*Lesetext*:
Nick Cave und die starken Männer
Mehr als zwei Stunden lang begeisterten Nick Cave and The Bad Seeds am Samstagabend am 56. Montreux Jazz Festival. Das Konzert war eine emotionale Aneinanderreihung berauschender Showdowns - und auch ein bisschen Arbeit.
An einem Nick-Cave-Konzert in der Mitte der ersten Reihe zu stehen, ist ein Job. Dem Publikum mag es in seiner Anfangseuphorie entgehen, doch der Sänger schart schon während der ersten Songs eine Handvoll grosser, starker Männer um sich. Wie ein Trickkünstler, der mit Gesten wie Händedrücken oder tiefen Blicken direkt in die Augen von seiner wahren Absicht ablenkt, flüstert er immer wieder «Komm her, komm näher». Er winkt Zuschauer aus den hinteren Reihen heran und entschuldigt sich bei denen, deren Sicht nun genommen wird. Was das soll, wird sich zeigen.
Genau genommen ist schon der Beginn des Konzerts im Auditorium Stravinski ein kleiner Showdown. Mit dem Opener «Get Ready for Love» ist die Stimmung innert Sekunden auf höchsten Niveau. Bei «From Her to Eternity», der dritten Nummer auf der Setlist, spielen die Bad Seeds schon ihre ersten epischen Momente aus. Etwa wenn Multiinstrumentalist Warren Ellis, von Cave später «eine wunderbare Person» genannt, seine Geige wie eine Gitarre spielt.
An anderen Konzerten könnte dies die letzte Nummer der Zugabe sein und alle gingen berauscht nach Hause. Doch bei Nick Cave and The Bad Seeds ist sowas erst der Anfang. In diesem Fall der grosse, fantastische Sturm vor der einer längeren Ruhephase, die Cave kurz darauf mit «O Children» einläutet. Einem Lied für Kinder, einigen vielleicht aus dem Film «Harry Potter and the Deathly Hallows – Part 1» bekannt. «Lift up your voice», singt der 64-Jährige, und seine Band stimmt mit ein: «erhebt eure Stimmen».
Die grossen, starken Männer in der ersten Reihe haben inzwischen erkannt, warum sie da stehen. Mehr als einmal hat sich Nick Cave bereits über das Publikum gebeugt. Im vollen Vertrauen, dass seine Auserwählten ihn stützen. Er hat seine grossen Hände in zahllose andere Hände gelegt, hat von einer Frau den Fächer ausgeliehen und theatralisch mit dem Finger auf Einzelne gezeigt, als würden sich seine Texte nur an sie persönlich richten. An einem Nick-Cave-Konzert ganz vorne zu stehen, ist nicht nur ein Job, es ist auch eine grosse Freude.

*Aufgabe*: Stimmen diese Aussagen mit dem Konzertbericht überein? Antworte jeweils mit Ja oder Nein und zitiere die entscheidenden Worte: 1. Das Konzert dauerte mehr als zwei Stunden. 2. «O Children» war die dritte Nummer auf der Setlist. 3. Cave lieh sich von einer Frau einen Fächer aus.

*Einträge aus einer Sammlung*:
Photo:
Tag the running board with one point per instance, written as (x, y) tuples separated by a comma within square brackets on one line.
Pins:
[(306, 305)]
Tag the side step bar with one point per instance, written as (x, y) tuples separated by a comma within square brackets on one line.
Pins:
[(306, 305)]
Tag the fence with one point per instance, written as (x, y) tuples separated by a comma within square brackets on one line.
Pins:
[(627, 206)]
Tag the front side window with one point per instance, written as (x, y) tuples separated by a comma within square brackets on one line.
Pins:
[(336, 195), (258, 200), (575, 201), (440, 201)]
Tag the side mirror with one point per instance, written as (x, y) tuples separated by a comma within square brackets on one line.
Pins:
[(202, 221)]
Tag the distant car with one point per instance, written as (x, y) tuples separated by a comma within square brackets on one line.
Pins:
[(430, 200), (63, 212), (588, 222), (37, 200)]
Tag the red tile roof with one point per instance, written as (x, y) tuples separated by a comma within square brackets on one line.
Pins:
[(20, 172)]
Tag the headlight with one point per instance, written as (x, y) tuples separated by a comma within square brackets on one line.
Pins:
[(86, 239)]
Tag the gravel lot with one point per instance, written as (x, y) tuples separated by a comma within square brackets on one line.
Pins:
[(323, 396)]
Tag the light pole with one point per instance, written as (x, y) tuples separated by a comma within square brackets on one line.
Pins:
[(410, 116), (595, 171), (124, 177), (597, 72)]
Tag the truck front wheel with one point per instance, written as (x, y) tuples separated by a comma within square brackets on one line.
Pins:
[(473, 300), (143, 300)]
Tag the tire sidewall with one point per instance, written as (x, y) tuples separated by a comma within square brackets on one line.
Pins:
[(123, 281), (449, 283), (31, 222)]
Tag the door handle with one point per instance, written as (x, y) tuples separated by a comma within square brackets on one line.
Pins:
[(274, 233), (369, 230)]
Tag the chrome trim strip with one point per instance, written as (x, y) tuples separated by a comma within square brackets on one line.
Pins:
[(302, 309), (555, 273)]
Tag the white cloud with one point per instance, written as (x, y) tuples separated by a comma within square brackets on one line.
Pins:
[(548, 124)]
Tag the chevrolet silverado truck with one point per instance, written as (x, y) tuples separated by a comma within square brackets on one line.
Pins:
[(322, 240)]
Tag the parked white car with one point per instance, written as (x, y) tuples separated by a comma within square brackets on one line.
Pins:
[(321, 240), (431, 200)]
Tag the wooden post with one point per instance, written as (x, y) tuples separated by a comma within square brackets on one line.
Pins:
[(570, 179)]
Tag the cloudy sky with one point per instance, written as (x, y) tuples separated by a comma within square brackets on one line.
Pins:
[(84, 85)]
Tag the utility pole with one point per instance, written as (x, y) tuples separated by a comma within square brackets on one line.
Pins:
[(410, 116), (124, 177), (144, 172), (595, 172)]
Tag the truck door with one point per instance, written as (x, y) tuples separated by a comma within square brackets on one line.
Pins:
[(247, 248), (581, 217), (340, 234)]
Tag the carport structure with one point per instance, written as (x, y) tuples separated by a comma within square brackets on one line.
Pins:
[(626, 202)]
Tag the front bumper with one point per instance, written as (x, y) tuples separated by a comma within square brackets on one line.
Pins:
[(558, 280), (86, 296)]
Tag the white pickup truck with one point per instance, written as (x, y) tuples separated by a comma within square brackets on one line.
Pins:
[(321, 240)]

*Antwort*:
1. Ja: «Mehr als zwei Stunden lang begeisterten Nick Cave and The Bad Seeds»
2. Nein: «Bei «From Her to Eternity», der dritten Nummer auf der Setlist»
3. Ja: «hat von einer Frau den Fächer ausgeliehen»